Page ▸
---*---
Exchange Rate Crisis in India : 1991
Lead-up to the 1991 Crisis
For the first part of the 1980's, Current Account Deficit stayed below 1 1/2 % of GDP. There was a substantial growth of petroleum production around this time and this led to savings in energy expenditures, thus keeping the current account deficit low. Also, the high proportion of concessional external financing kept the debt service down.
But, in the latter half of the decade, Current Account Deficits widened. Up until that time, India had focused on Import Substitution. Attempts were made to liberalise the economy in 1966 and 1985. The first attempt was reversed in 1967. Thereafter, a stronger version of socialism was adopted. The second major attempt was in 1985 by prime minister Rajiv Gandhi. The process came to a halt in 1987, though 1966 style reversal did not take place. But around that time, India started focussing on export led-growth, supported by measures to promote exports and liberalize imports for exporters. The government started liberalising trade, financial markets and investment. Export growth was rapid owing to initial measures of deregulation and competitiveness associated with real depreciation of the rupee. Even so, the value of imports increased faster; for example : Defence and aircraft capital equipment.
---*---
Extracted records ▸

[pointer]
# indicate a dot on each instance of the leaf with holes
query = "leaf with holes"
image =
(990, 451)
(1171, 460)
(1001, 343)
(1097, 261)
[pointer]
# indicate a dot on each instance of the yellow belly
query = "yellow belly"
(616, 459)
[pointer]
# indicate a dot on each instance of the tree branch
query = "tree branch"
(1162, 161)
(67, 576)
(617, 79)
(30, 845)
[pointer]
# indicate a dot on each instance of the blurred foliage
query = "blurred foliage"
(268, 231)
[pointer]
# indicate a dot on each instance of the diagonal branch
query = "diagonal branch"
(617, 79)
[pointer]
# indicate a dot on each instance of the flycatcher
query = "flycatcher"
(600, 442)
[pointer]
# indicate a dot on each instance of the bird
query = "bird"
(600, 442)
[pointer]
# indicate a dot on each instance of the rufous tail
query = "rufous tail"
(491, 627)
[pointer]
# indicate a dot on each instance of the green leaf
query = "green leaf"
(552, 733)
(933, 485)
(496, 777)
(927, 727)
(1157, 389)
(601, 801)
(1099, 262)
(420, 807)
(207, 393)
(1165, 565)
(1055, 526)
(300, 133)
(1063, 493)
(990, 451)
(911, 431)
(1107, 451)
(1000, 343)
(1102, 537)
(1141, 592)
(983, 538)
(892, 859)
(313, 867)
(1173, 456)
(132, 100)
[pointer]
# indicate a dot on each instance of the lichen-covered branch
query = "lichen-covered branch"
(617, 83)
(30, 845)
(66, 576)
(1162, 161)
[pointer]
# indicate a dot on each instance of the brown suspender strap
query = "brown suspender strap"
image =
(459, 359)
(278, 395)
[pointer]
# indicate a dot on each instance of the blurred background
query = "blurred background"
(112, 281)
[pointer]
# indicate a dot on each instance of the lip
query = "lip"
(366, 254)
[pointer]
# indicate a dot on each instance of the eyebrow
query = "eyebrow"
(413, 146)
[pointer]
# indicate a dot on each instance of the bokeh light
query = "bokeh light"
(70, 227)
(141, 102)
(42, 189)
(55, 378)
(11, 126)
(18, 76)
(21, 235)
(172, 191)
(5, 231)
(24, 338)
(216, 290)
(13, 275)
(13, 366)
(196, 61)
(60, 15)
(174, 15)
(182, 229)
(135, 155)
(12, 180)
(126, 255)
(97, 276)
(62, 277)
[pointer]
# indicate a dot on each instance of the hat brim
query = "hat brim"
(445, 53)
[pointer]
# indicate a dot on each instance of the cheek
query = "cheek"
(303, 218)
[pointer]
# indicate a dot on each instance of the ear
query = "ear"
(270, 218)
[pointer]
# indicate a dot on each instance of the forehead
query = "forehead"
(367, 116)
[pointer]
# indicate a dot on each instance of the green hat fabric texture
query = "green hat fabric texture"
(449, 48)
---*---
Instructions ▸
1 - According to the account of India's 1991 exchange rate crisis, who led the 1985 attempt to liberalize the economy?
2 - Please continue the account of India's 1991 exchange rate crisis from the point where it stops.
These records were taken from a different source than the text.

Task results ▸
1 - Prime Minister Rajiv Gandhi led it.

2 -
Current account deficits in the second half of the 80's exceeded the availability of aid financing on concessional terms and consequently other sources of financing were tapped to a greater extent. In particular, the growing current account deficits were increasingly financed by borrowing on commercial terms and remittances of non-resident workers - which meant greater dependence on higher cost short maturity financing and heightened sensitivity shifts in creditor confidence. India's external debt nearly doubled from about $35 billion the end of 1984/85 to about$69 billion by the end of 1990/91. Medium and long-term commercial debt jumped from $3 billion to $13...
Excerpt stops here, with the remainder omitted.